PAGE
● ● ● ● ●

Martin Wheatley, the chief executive of the FCA, told MPs that whistleblowers had raised alarm over the unit before Mr Tomlinson accused it of tipping otherwise viable businesses into insolvency. However, it wasn't until Mr Tomlinson blew not just a whistle but a brass band in public that the regulator moved into high gear.

One possible reason is the sheer weight of material the watchdog is having to process right now. In addition to an international inquiry into the foreign exchange markets, Mr Wheatley confirmed investigations into numerous other "benchmark" prices (but wouldn't say which) at yesterday's Treasury Select Committee hearing.

So it may simply be that the GRG, despite the damage it could have inflicted to the UK economy if the allegations are true, hadn't reached the top of the watchdog's bulging in-tray.

But it may also be that the rules as regards small businesses are lax. The FCA, for example, only regulates loans of up to £25,000 in this sector. That is an extremely small figure. A plumber setting up as a sole trader might be able to kit himself out with a decent van, the necessary specialist tools, IT and the rest of it, for that but there wouldn't be a lot left over.

So it may not be inadequate performance on the part of the FCA we are dealing with here so much as inadequate laws.

Given the importance of small businesses to the economy, but also the imbalance in power between them and the big banks, this needs to change whatever the outcomes of the FCA's GRG inquiry.

● ● ● ● ●

EXERCISE INSTRUCTIONS
Reproduce the FCA commentary starting with "One possible reason" and going on through "lot left over.", swapping "watchdog" for "regulator". Rely solely on the FCA commentary.

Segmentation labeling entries
● ● ● ● ●

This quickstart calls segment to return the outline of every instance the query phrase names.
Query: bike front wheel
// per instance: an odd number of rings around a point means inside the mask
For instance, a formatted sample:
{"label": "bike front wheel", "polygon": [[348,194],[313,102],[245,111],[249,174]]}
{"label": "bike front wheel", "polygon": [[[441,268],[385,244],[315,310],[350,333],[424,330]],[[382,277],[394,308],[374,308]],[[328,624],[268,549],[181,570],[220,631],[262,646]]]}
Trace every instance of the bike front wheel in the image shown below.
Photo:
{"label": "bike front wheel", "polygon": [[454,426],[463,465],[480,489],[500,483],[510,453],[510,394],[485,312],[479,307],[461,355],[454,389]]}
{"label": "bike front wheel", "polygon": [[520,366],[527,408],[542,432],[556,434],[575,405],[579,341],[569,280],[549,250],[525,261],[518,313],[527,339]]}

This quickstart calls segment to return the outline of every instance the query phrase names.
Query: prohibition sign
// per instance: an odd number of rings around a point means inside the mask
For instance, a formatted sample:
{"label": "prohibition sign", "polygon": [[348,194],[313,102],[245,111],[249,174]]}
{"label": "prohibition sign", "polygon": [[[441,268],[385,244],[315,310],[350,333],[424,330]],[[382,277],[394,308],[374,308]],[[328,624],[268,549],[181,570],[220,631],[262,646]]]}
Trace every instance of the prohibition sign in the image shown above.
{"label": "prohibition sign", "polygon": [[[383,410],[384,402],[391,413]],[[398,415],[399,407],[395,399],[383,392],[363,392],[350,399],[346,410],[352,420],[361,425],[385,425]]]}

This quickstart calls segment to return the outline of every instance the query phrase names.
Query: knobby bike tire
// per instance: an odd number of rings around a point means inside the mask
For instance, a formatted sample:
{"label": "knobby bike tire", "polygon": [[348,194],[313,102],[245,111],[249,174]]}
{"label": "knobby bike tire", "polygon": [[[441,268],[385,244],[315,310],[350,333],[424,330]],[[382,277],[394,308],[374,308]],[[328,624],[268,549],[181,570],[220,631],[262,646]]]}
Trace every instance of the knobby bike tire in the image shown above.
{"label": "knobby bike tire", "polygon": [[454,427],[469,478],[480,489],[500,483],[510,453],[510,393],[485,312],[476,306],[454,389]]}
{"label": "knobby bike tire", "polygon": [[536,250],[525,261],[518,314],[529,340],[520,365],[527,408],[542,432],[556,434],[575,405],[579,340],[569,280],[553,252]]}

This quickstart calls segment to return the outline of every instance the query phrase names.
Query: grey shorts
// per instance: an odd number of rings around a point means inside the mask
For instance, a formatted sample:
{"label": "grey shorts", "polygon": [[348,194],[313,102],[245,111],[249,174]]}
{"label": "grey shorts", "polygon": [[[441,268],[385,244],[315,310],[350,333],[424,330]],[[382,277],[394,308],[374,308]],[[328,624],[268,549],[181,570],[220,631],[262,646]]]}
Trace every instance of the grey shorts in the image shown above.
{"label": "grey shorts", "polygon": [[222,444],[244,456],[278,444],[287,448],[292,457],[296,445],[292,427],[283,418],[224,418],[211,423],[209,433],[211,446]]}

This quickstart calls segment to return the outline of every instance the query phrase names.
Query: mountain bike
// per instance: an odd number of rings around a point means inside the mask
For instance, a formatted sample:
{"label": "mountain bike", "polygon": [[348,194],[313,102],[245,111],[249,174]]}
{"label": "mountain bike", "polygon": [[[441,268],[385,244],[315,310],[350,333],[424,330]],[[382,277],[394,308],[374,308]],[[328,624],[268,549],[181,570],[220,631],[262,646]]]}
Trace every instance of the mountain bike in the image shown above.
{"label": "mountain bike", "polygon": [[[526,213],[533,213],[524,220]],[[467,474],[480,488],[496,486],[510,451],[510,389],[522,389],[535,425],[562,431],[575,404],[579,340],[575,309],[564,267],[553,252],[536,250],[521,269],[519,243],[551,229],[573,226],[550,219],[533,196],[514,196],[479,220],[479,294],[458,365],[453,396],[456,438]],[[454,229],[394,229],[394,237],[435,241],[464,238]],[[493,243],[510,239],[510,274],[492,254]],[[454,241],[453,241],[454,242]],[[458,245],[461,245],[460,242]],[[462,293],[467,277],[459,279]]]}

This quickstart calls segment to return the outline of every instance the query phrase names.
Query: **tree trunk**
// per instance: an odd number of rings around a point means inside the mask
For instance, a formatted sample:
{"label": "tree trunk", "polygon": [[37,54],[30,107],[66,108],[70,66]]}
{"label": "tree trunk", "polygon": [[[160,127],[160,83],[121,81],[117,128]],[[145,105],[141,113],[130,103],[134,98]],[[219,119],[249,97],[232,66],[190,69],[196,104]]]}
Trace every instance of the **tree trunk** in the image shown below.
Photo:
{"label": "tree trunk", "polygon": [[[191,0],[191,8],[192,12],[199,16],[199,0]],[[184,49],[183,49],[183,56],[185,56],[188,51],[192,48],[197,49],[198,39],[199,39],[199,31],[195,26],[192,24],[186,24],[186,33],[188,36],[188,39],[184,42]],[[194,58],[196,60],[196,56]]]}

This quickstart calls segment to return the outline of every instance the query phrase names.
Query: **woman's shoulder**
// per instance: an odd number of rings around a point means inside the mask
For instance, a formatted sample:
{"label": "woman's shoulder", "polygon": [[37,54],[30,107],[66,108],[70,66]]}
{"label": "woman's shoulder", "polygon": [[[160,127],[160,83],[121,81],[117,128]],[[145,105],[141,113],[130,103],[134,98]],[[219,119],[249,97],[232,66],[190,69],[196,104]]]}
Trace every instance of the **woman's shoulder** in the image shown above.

● ● ● ● ●

CORRECT RESPONSE
One possible reason is the sheer weight of material the regulator is having to process right now. In addition to an international inquiry into the foreign exchange markets, Mr Wheatley confirmed investigations into numerous other "benchmark" prices (but wouldn't say which) at yesterday's Treasury Select Committee hearing.

So it may simply be that the GRG, despite the damage it could have inflicted to the UK economy if the allegations are true, hadn't reached the top of the regulator's bulging in-tray.

But it may also be that the rules as regards small businesses are lax. The FCA, for example, only regulates loans of up to £25,000 in this sector. That is an extremely small figure. A plumber setting up as a sole trader might be able to kit himself out with a decent van, the necessary specialist tools, IT and the rest of it, for that but there wouldn't be a lot left over.